• _Exercices à faire_
1. Recopiez fidèlement le passage de l'article sur la mort d'un migrant à Montréal, depuis « Il a été retrouvé » jusqu'à « honneur mardi soir. ».
2. Répondez aux questions suivantes à partir de l'article sur la mort d'un migrant à Montréal.
(a) Quel âge avait le migrant sans-papiers ?
(b) À quelle date son décès a-t-il été constaté à l'hôpital ?
(c) Quel organisme a annoncé une nouvelle enquête sur l'augmentation des décès de personnes sans abri à Montréal ?
3. Réécrivez plus brièvement le paragraphe de l'article sur la mort d'un migrant à Montréal qui commence par « Elle a expliqué qu'elle connaissait », en conservant ses faits principaux.

• _Texte affiché_
_ _ _

La mort d’un migrant à Montréal aurait pu être évitée, selon le milieu communautaire

MONTRÉAL — Une intervenante sociale montréalaise raconte avoir tenté d’aider un migrant sans-papiers de 42 ans plusieurs semaines avant son décès dans la rue, dans le quartier Parc-Extension.

Amina Saman travaille avec plusieurs organismes communautaires qui offrent du soutien et des services aux personnes sans-abri du secteur.

Elle a expliqué qu’elle connaissait Manjeet Singh et qu’elle lui avait proposé de l’aider à renouveler son statut de réfugié et son permis de travail, ainsi qu’à trouver un logement convenable au début du mois de janvier.

Il a été retrouvé inanimé dans la rue peu après et son décès a été constaté à l’hôpital le 16 janvier.

Mme Saman a dit avoir été sous le choc en apprenant la nouvelle par des collègues.

«Je me suis dit: comment est-ce possible? Je l’ai vu la semaine dernière, a-t-elle raconté. J’étais sans voix. Je ne sais pas quoi dire. J’aurais pu le sauver.»

Une veillée en son honneur

Mme Saman a évoqué la mort de M. Singh alors que des membres de la communauté se préparaient à organiser une veillée en son honneur mardi soir.

Cet événement a lieu une semaine après l’annonce par le bureau du coroner du Québec d’une nouvelle enquête sur l’augmentation des décès de personnes sans abri à Montréal.

_ _ _

• _Données enregistrées_
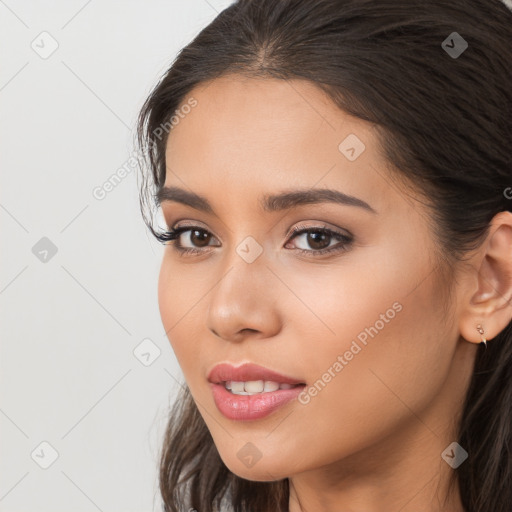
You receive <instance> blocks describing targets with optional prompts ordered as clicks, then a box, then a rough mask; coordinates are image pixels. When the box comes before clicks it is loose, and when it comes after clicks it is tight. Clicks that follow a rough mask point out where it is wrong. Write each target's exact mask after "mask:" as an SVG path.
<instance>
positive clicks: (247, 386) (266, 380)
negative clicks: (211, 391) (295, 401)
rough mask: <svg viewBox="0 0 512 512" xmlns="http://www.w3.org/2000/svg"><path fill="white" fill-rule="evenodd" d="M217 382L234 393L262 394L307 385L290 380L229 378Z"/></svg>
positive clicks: (242, 393) (247, 394)
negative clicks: (226, 380)
mask: <svg viewBox="0 0 512 512" xmlns="http://www.w3.org/2000/svg"><path fill="white" fill-rule="evenodd" d="M217 384H219V385H220V386H224V387H225V388H226V390H227V391H229V392H230V393H232V394H233V395H261V394H264V393H272V392H274V391H279V390H280V389H292V388H296V387H303V386H305V384H304V383H300V384H289V383H288V382H275V381H271V380H265V381H264V380H249V381H245V382H244V381H234V380H227V381H222V382H218V383H217Z"/></svg>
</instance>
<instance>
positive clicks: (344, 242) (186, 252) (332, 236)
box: [157, 225, 353, 256]
mask: <svg viewBox="0 0 512 512" xmlns="http://www.w3.org/2000/svg"><path fill="white" fill-rule="evenodd" d="M186 231H202V232H205V233H209V231H208V230H206V229H204V228H201V227H200V226H182V227H178V228H173V229H171V230H170V231H165V232H163V233H158V234H157V239H158V240H159V241H160V242H161V243H163V244H164V245H167V244H168V242H170V243H171V245H173V248H174V250H176V251H178V252H179V253H180V256H185V255H192V254H199V253H202V252H204V250H203V249H198V248H190V247H182V246H180V244H179V237H180V235H181V234H182V233H184V232H186ZM309 232H312V233H322V234H324V235H328V236H332V237H333V238H337V239H338V240H340V241H341V243H340V244H338V245H335V246H333V247H330V248H326V249H319V250H307V249H294V250H295V251H298V252H300V253H301V254H307V255H313V256H320V255H325V254H330V253H335V252H342V251H346V250H347V249H348V246H350V244H351V243H352V242H353V239H352V238H351V237H349V236H347V235H345V234H343V233H339V232H337V231H333V230H332V229H329V228H327V227H326V226H323V227H306V226H304V225H298V226H295V227H294V228H293V229H292V231H291V233H290V236H289V240H293V239H294V238H297V237H298V236H299V235H302V234H303V233H309ZM210 234H211V233H210ZM210 247H211V246H210Z"/></svg>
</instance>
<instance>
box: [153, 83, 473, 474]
mask: <svg viewBox="0 0 512 512" xmlns="http://www.w3.org/2000/svg"><path fill="white" fill-rule="evenodd" d="M190 96H192V97H193V98H195V99H196V101H197V105H195V106H194V107H193V108H190V109H186V111H187V112H188V113H187V114H186V115H184V116H183V118H181V119H180V121H179V123H178V124H177V125H175V126H174V128H173V129H172V131H171V133H170V136H169V139H168V145H167V153H166V160H167V175H166V180H165V186H166V187H177V188H180V189H183V190H185V191H186V192H187V193H193V194H197V195H199V196H201V197H202V198H204V200H206V201H207V202H208V203H209V205H210V207H211V211H208V210H205V209H201V208H199V207H198V203H197V202H196V203H195V206H196V207H193V206H190V205H186V204H183V203H182V202H181V201H180V200H179V198H178V197H177V196H176V194H174V195H173V197H174V198H175V200H171V194H166V195H165V196H164V195H162V198H163V199H164V200H163V201H162V211H163V215H164V217H165V221H166V224H167V226H168V227H169V228H174V227H183V226H188V227H191V226H193V229H192V230H189V231H185V232H183V233H182V234H181V235H180V236H179V238H178V240H177V242H179V243H180V244H181V245H182V246H183V247H184V248H188V249H195V250H197V251H198V252H197V253H192V254H190V253H189V254H186V253H185V254H181V253H180V252H179V251H178V249H177V248H176V247H175V246H174V245H172V244H169V245H167V246H166V247H165V253H164V257H163V262H162V267H161V272H160V280H159V290H158V293H159V305H160V313H161V316H162V320H163V324H164V327H165V330H166V332H167V334H168V337H169V340H170V342H171V345H172V348H173V350H174V352H175V354H176V357H177V359H178V362H179V364H180V366H181V369H182V371H183V374H184V376H185V379H186V381H187V384H188V386H189V388H190V392H191V394H192V396H193V398H194V400H195V402H196V404H197V406H198V409H199V411H200V413H201V415H202V417H203V419H204V421H205V422H206V424H207V426H208V428H209V430H210V432H211V434H212V436H213V439H214V442H215V444H216V446H217V448H218V451H219V454H220V456H221V458H222V459H223V461H224V463H225V464H226V465H227V466H228V468H229V469H230V470H231V471H233V472H234V473H235V474H237V475H239V476H241V477H243V478H246V479H249V480H273V479H280V478H284V477H290V476H292V475H294V474H299V473H302V472H305V471H308V470H312V469H317V468H325V467H327V466H329V465H331V464H334V463H337V462H339V461H342V460H346V461H349V460H351V461H354V462H355V461H363V460H366V461H368V463H369V464H370V463H372V462H373V463H376V461H378V460H380V459H381V458H382V457H385V458H386V461H387V463H389V462H390V461H391V460H392V459H393V457H394V456H395V455H396V456H397V458H398V457H399V455H398V454H399V453H400V452H401V450H403V449H406V447H407V449H411V446H412V444H411V443H413V442H414V441H412V440H413V439H418V436H419V438H421V439H422V440H423V442H425V441H426V442H431V441H433V439H435V437H436V436H435V435H434V431H436V432H437V434H438V433H439V432H441V430H439V429H442V428H443V427H445V426H446V424H447V423H450V421H451V420H452V419H453V415H454V404H456V403H457V400H459V399H460V398H461V396H462V393H463V391H464V387H465V385H466V384H467V380H464V379H461V378H460V371H459V372H458V373H457V376H454V372H453V365H454V364H455V363H454V360H455V359H456V358H455V354H456V351H457V350H463V349H461V348H460V345H461V343H458V341H459V333H458V330H457V325H456V319H455V318H454V319H453V320H448V321H446V322H445V315H446V311H445V310H444V309H443V305H442V304H441V301H440V297H441V289H440V284H439V274H438V272H439V269H438V268H437V266H436V260H435V257H434V252H435V241H434V238H433V235H432V233H431V231H430V228H429V224H428V217H427V213H426V211H425V210H424V209H423V207H421V205H420V204H419V203H417V202H415V201H414V200H413V199H412V198H411V197H410V196H408V195H406V194H404V193H403V192H401V191H400V190H399V189H398V188H397V187H396V186H395V184H394V182H392V181H391V179H390V175H389V174H388V171H386V169H385V167H384V160H383V158H382V155H381V154H380V153H379V152H378V148H377V142H376V135H375V134H374V133H373V132H372V126H371V125H370V124H368V123H366V122H364V121H362V120H359V119H356V118H353V117H350V116H348V115H346V114H344V113H343V112H341V111H340V110H339V109H338V108H337V107H336V106H335V105H333V104H332V103H331V102H330V101H329V100H328V99H327V97H326V96H325V95H324V93H323V92H321V91H320V90H319V89H318V88H316V87H315V86H314V85H313V84H311V83H309V82H305V81H298V80H293V81H289V82H287V81H279V80H273V79H266V80H256V79H248V78H241V77H240V76H230V77H224V78H221V79H217V80H215V81H213V82H211V83H210V84H209V85H208V86H204V85H203V86H200V87H198V88H196V89H195V90H194V91H193V92H192V94H191V95H190ZM187 99H189V98H187ZM363 144H364V146H363ZM320 190H332V191H334V192H336V193H337V194H340V196H337V197H338V199H339V197H342V196H341V194H345V195H347V196H353V197H354V198H357V199H356V200H352V201H347V202H340V201H337V200H335V199H336V197H335V196H334V194H331V195H329V194H328V193H325V194H324V196H320V197H319V201H313V200H312V199H311V198H310V199H311V200H310V202H307V201H305V202H304V201H303V202H299V203H297V204H294V203H293V201H286V200H284V201H277V200H276V201H273V202H270V204H269V205H268V207H267V208H263V206H262V203H263V200H264V199H265V198H267V196H273V195H279V194H283V193H288V192H300V193H303V194H312V193H314V192H319V191H320ZM298 197H301V196H300V194H299V196H298ZM304 197H307V196H304ZM363 202H364V203H366V204H367V206H364V203H363ZM270 206H274V208H271V207H270ZM297 226H299V227H300V228H301V229H308V230H309V231H306V232H305V233H304V232H303V233H302V234H291V233H290V231H291V230H292V229H293V228H295V227H297ZM322 228H327V229H328V230H331V231H332V232H333V234H325V233H322V232H318V229H322ZM197 230H200V231H197ZM338 235H341V236H338ZM346 237H348V238H346ZM174 243H176V241H175V242H174ZM323 249H330V252H324V253H322V250H323ZM301 251H302V252H301ZM450 322H452V323H450ZM466 345H470V344H469V343H466ZM223 362H227V363H230V364H232V365H233V366H238V365H240V364H242V363H247V362H251V363H254V364H257V365H260V366H263V367H266V368H268V369H270V370H273V371H275V372H277V373H279V374H281V375H285V376H289V377H292V378H294V379H296V381H298V382H301V383H305V386H304V387H302V388H301V389H300V394H298V393H297V392H292V393H295V395H294V397H295V398H294V399H292V400H291V401H288V402H286V403H284V404H282V405H281V406H280V407H278V408H276V409H273V410H270V409H265V408H263V413H262V412H261V409H258V404H259V405H261V404H262V401H261V400H260V399H261V396H262V395H258V396H256V395H255V397H249V396H246V395H231V394H230V395H227V393H230V392H229V391H226V390H225V389H222V390H220V389H219V388H217V391H216V394H217V395H218V396H221V395H222V396H227V397H228V398H227V402H228V405H226V404H224V410H226V409H228V410H229V411H231V415H230V414H229V411H228V415H227V416H226V415H225V414H224V413H222V412H221V410H220V409H219V408H218V407H217V405H216V401H215V400H214V394H213V393H212V388H213V385H212V384H211V383H210V382H209V381H208V376H209V372H210V371H211V370H212V368H213V367H214V366H215V365H216V364H218V363H223ZM467 377H469V374H468V375H467ZM256 380H258V379H256ZM279 393H281V394H282V393H283V391H282V390H281V391H277V392H275V393H274V394H273V395H272V396H274V397H276V396H277V395H278V394H279ZM285 393H288V395H290V391H285ZM288 395H287V396H288ZM258 400H260V401H259V402H258ZM270 400H274V399H270ZM244 401H245V402H247V401H251V402H250V403H251V404H253V405H247V403H245V405H246V408H244V407H243V405H244V403H243V402H244ZM263 401H264V400H263ZM266 401H267V402H268V397H267V399H266ZM229 403H231V408H229V407H230V406H229ZM237 407H238V408H239V409H236V408H237ZM247 407H248V408H249V409H251V407H252V409H251V410H249V412H247ZM233 408H234V409H235V410H234V409H233ZM240 408H241V409H240ZM237 410H239V411H242V410H243V411H245V412H240V413H239V414H240V419H234V417H233V416H236V414H237ZM255 410H257V411H256V414H254V416H250V413H251V411H252V413H254V411H255ZM258 411H259V413H258ZM244 414H245V416H244ZM247 414H249V416H247ZM398 434H400V437H399V438H398V437H396V436H398ZM409 434H410V436H409ZM441 437H442V436H441ZM399 441H400V442H399ZM400 443H401V444H400ZM440 443H441V444H440V451H442V449H444V447H445V446H446V444H448V443H446V442H445V439H444V438H442V440H441V441H440ZM440 451H439V452H437V457H439V453H440ZM349 457H350V459H349Z"/></svg>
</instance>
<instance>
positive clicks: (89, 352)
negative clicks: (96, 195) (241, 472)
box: [0, 0, 231, 512]
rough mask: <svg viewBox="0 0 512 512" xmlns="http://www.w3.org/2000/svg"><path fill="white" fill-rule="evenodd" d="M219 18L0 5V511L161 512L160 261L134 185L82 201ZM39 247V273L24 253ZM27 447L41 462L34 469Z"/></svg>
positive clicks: (169, 378)
mask: <svg viewBox="0 0 512 512" xmlns="http://www.w3.org/2000/svg"><path fill="white" fill-rule="evenodd" d="M230 3H231V2H230V1H229V0H181V1H178V0H165V1H164V0H158V1H156V0H152V1H143V0H123V1H121V0H117V1H114V0H89V1H87V0H53V1H49V0H47V1H36V0H32V1H27V0H25V1H24V0H0V52H1V54H0V141H1V147H0V171H1V179H2V181H1V188H0V222H1V232H0V233H1V241H2V250H1V266H0V308H1V310H0V314H1V319H0V322H1V324H0V325H1V353H0V356H1V360H0V388H1V396H0V429H1V433H0V443H1V444H0V448H1V455H0V471H1V473H0V510H1V511H2V512H32V511H37V512H46V511H48V512H50V511H51V512H61V511H62V512H69V511H70V510H72V511H73V512H82V511H83V512H89V511H91V512H94V511H98V510H99V511H103V512H107V511H116V512H121V511H137V512H141V511H153V510H160V497H159V494H158V486H157V470H158V452H159V449H160V444H161V438H162V435H163V431H164V427H165V423H166V417H167V416H166V414H167V411H168V407H169V404H170V402H172V400H173V398H174V396H175V393H176V391H177V389H178V383H177V381H179V382H182V374H181V371H180V369H179V366H178V364H177V362H176V359H175V357H174V354H173V352H172V350H171V347H170V345H169V342H168V340H167V338H166V336H165V332H164V329H163V326H162V324H161V319H160V314H159V310H158V302H157V279H158V271H159V267H160V261H161V257H162V247H161V246H160V245H159V244H158V243H157V242H156V241H155V240H154V239H153V238H152V237H151V235H150V233H149V232H148V231H147V230H146V228H145V226H144V223H143V221H142V218H141V215H140V211H139V203H138V183H139V181H140V180H138V176H137V173H138V171H137V170H136V169H133V168H132V171H131V172H129V173H128V175H127V176H126V177H125V178H124V180H123V181H122V182H121V183H120V184H119V185H117V186H116V187H115V188H114V189H113V190H112V191H110V192H109V193H108V194H107V195H106V197H105V198H104V199H103V200H98V199H96V198H95V197H94V196H93V193H92V192H93V190H94V189H95V187H98V186H101V185H102V184H103V183H104V182H105V181H107V180H108V179H109V177H110V176H111V175H112V174H114V173H115V172H116V171H117V170H118V169H119V168H120V167H122V166H123V165H124V164H125V162H126V161H127V160H128V158H129V156H130V154H131V153H132V151H133V146H132V142H133V128H134V125H135V121H136V116H137V113H138V110H139V109H140V107H141V106H142V103H143V101H144V99H145V98H146V96H147V94H148V93H149V91H150V89H151V88H152V86H153V85H155V84H156V82H157V80H158V78H159V77H160V75H161V74H162V73H163V72H164V71H165V70H166V69H167V68H168V66H169V65H170V63H171V62H172V60H173V59H174V58H175V56H176V54H177V52H178V51H179V50H180V48H181V47H183V46H184V45H185V44H187V43H188V42H189V41H190V40H191V39H192V38H193V37H194V36H195V35H196V34H197V33H198V32H199V31H200V30H201V29H202V28H203V27H204V26H206V25H207V24H208V23H209V22H210V21H211V20H212V19H213V18H214V17H215V16H216V15H217V13H218V12H220V11H221V10H222V9H224V8H225V7H227V6H228V5H229V4H230ZM44 31H46V32H48V33H49V34H50V35H51V38H53V39H55V41H56V42H57V43H58V48H57V50H56V51H55V52H54V53H53V54H52V55H50V56H49V57H47V58H42V57H41V56H40V54H39V53H37V52H36V51H35V50H34V49H33V48H32V47H31V44H32V42H33V41H34V45H35V46H36V47H37V48H40V50H38V51H40V52H43V51H48V50H49V49H51V44H55V43H53V42H52V41H51V39H49V38H48V36H40V34H41V33H42V32H44ZM45 38H46V39H45ZM43 237H47V238H48V239H49V240H51V242H52V243H53V244H54V245H55V246H56V247H57V253H56V254H55V255H54V256H53V257H51V253H49V254H48V255H46V256H45V253H44V252H41V253H40V254H39V256H36V255H35V254H34V253H33V247H34V246H35V245H36V244H37V243H38V242H39V241H40V239H41V238H43ZM36 247H38V246H36ZM39 250H41V251H43V250H44V247H43V248H39ZM36 252H37V251H36ZM45 257H46V260H47V261H41V260H40V258H43V259H44V258H45ZM145 339H149V340H151V341H150V342H146V343H147V344H148V345H143V346H142V349H141V352H142V353H146V354H148V355H145V356H140V359H142V361H145V362H146V363H147V364H148V366H146V365H145V364H143V362H141V360H140V359H138V358H137V357H136V356H135V354H134V350H135V349H136V347H137V346H138V345H139V344H140V343H141V342H142V341H143V340H145ZM148 347H149V350H148ZM158 350H159V351H160V355H159V356H158ZM156 356H158V357H156ZM149 363H150V364H149ZM42 442H47V443H49V445H51V447H53V449H54V450H56V452H58V457H57V459H56V460H55V461H54V462H53V463H52V464H51V465H50V466H49V467H47V468H46V469H43V467H42V465H45V464H48V463H49V462H51V461H52V448H50V447H49V446H48V445H44V444H43V445H41V443H42Z"/></svg>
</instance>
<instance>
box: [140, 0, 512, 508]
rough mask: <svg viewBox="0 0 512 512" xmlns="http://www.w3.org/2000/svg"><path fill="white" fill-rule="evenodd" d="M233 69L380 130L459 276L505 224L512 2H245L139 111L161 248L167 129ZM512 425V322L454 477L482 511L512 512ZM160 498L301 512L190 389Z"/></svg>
mask: <svg viewBox="0 0 512 512" xmlns="http://www.w3.org/2000/svg"><path fill="white" fill-rule="evenodd" d="M453 32H457V34H458V35H460V36H461V37H462V38H463V40H464V41H466V43H467V45H468V47H467V48H466V50H465V51H464V52H463V53H462V54H460V55H454V54H453V53H452V54H450V52H449V48H447V46H446V44H443V42H444V41H445V40H447V41H449V42H450V43H449V45H450V46H452V47H453V46H454V43H453V42H452V41H450V39H449V36H450V37H454V36H453ZM455 37H457V36H455ZM457 45H459V43H457ZM459 48H460V45H459ZM228 73H239V74H243V75H245V76H250V77H259V78H266V77H267V78H278V79H282V80H289V79H304V80H308V81H310V82H312V83H314V84H315V85H317V86H318V87H319V88H321V89H322V90H323V91H325V92H326V93H327V94H328V95H329V97H330V98H331V99H332V101H333V102H334V103H335V104H336V105H337V106H338V107H339V108H340V109H341V110H343V111H345V112H347V113H348V114H351V115H353V116H356V117H358V118H360V119H363V120H365V121H368V122H370V123H372V124H374V125H375V129H376V133H377V134H378V136H379V143H380V144H381V147H382V153H383V155H385V158H386V161H387V162H388V163H389V165H390V169H394V170H396V173H398V175H399V176H401V178H402V179H404V180H407V182H410V183H411V184H414V185H415V186H416V190H419V191H421V193H422V194H423V195H424V197H425V198H426V199H427V202H428V204H429V206H430V207H431V211H432V216H431V219H430V220H431V221H432V223H433V225H434V227H435V233H436V236H437V238H438V242H439V247H440V248H441V252H442V254H443V256H444V260H445V262H446V264H447V267H446V268H450V267H449V265H451V264H454V263H456V262H460V261H463V260H464V255H465V253H466V251H468V250H469V249H471V248H474V247H478V244H479V243H480V242H481V241H482V239H483V237H485V236H486V235H487V233H488V227H489V222H490V220H491V219H492V218H493V217H494V215H495V214H497V213H498V212H500V211H504V210H508V211H510V210H511V200H510V199H508V198H507V197H506V194H505V193H504V191H505V190H506V189H507V187H510V186H512V13H511V12H510V10H509V9H508V8H507V7H506V6H505V5H504V3H502V2H501V1H500V0H450V1H447V0H430V1H428V2H425V0H407V1H405V0H404V1H399V0H239V1H238V2H236V3H234V4H232V5H231V6H230V7H228V8H227V9H225V10H224V11H222V12H221V13H220V14H219V15H218V16H217V17H216V18H215V19H214V20H213V21H212V22H211V23H210V24H209V25H208V26H207V27H206V28H204V29H203V30H202V31H201V32H200V33H199V34H198V35H197V37H195V39H194V40H193V41H192V42H191V43H190V44H188V45H187V46H186V47H185V48H183V49H182V50H181V51H180V53H179V54H178V56H177V57H176V59H175V60H174V62H173V63H172V66H171V67H170V68H169V70H168V71H167V72H166V73H165V74H164V76H163V77H162V78H161V80H160V81H159V83H158V84H157V86H156V87H155V88H154V90H153V91H152V92H151V94H150V96H149V97H148V98H147V100H146V102H145V103H144V106H143V108H142V110H141V112H140V116H139V123H138V131H137V136H138V139H137V142H138V144H139V145H140V147H141V149H142V151H143V153H144V156H145V158H144V161H145V163H146V164H147V165H145V166H143V171H142V177H143V182H142V187H141V195H140V203H141V210H142V214H143V217H144V221H145V223H146V225H147V226H148V228H149V229H150V230H151V231H152V233H153V234H154V235H155V236H157V238H158V237H159V236H160V235H159V233H158V232H157V231H155V229H154V228H153V220H152V218H153V211H154V210H155V207H158V204H157V202H156V201H155V195H156V192H158V190H159V189H160V187H162V185H163V183H164V181H165V147H166V140H167V134H168V131H169V130H168V129H166V130H164V132H162V128H161V127H162V126H167V127H169V120H170V118H171V116H172V115H173V114H174V113H175V112H176V111H178V109H179V108H180V106H181V105H183V104H184V103H185V101H186V100H187V97H188V95H190V94H191V91H192V89H193V88H194V87H195V86H197V85H199V84H204V83H207V82H209V81H211V80H214V79H215V78H218V77H220V76H222V75H226V74H228ZM166 123H167V125H166ZM162 135H163V136H162ZM145 169H146V170H145ZM148 212H149V213H150V215H148ZM511 257H512V255H511ZM511 429H512V326H511V324H509V325H508V326H507V327H506V328H505V329H504V330H503V331H502V332H501V333H500V334H499V335H498V336H497V337H496V338H494V339H493V340H492V341H491V342H489V343H488V348H487V349H486V350H484V349H483V348H482V349H479V351H478V354H477V359H476V362H475V368H474V374H473V377H472V381H471V383H470V386H469V389H468V392H467V397H466V401H465V404H464V407H463V413H462V418H461V421H460V425H459V428H458V430H459V435H458V439H457V441H458V443H459V444H460V445H461V446H462V447H463V448H464V449H465V450H466V451H467V452H468V453H469V457H468V459H467V460H466V461H465V462H464V463H463V464H461V465H460V466H459V467H458V468H457V469H456V470H455V471H454V472H453V476H454V478H453V481H455V479H456V482H457V485H459V489H460V493H461V496H462V501H463V505H464V507H465V509H466V511H467V512H488V511H492V512H510V511H511V510H512V461H511V452H512V431H511ZM160 492H161V494H162V498H163V503H164V510H165V511H168V512H178V511H188V510H189V509H190V508H192V507H193V508H194V509H196V510H197V511H199V512H213V511H217V510H220V509H222V510H226V511H228V510H233V511H235V512H249V511H250V512H271V511H272V512H275V511H286V510H288V499H289V483H288V479H284V480H281V481H277V482H252V481H248V480H245V479H242V478H239V477H237V476H236V475H234V474H233V473H232V472H231V471H229V470H228V469H227V467H226V466H225V465H224V464H223V462H222V460H221V459H220V457H219V454H218V451H217V449H216V447H215V444H214V443H213V440H212V437H211V435H210V432H209V431H208V429H207V427H206V424H205V422H204V421H203V419H202V417H201V415H200V413H199V411H198V409H197V407H196V405H195V403H194V401H193V399H192V397H191V395H190V392H189V390H188V388H187V387H186V386H185V387H184V388H183V390H182V392H181V393H180V394H179V395H178V397H177V400H176V402H175V404H174V407H173V409H172V411H171V412H170V417H169V422H168V425H167V430H166V434H165V439H164V443H163V447H162V453H161V460H160Z"/></svg>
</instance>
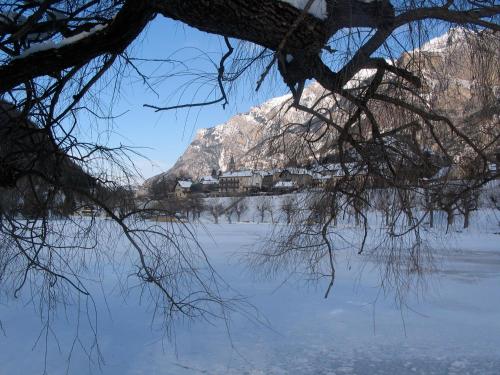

_ _ _

• _Problèmes résolus_
1.
Il a été retrouvé inanimé dans la rue peu après et son décès a été constaté à l’hôpital le 16 janvier.

Mme Saman a dit avoir été sous le choc en apprenant la nouvelle par des collègues.

«Je me suis dit: comment est-ce possible? Je l’ai vu la semaine dernière, a-t-elle raconté. J’étais sans voix. Je ne sais pas quoi dire. J’aurais pu le sauver.»

Une veillée en son honneur

Mme Saman a évoqué la mort de M. Singh alors que des membres de la communauté se préparaient à organiser une veillée en son honneur mardi soir.

2.
(a) 42 ans.
(b) Le 16 janvier.
(c) Le bureau du coroner du Québec.

3. Elle connaissait Manjeet Singh et lui avait offert, au début de janvier, de l'aider à renouveler son statut de réfugié et son permis de travail et à trouver un logement convenable.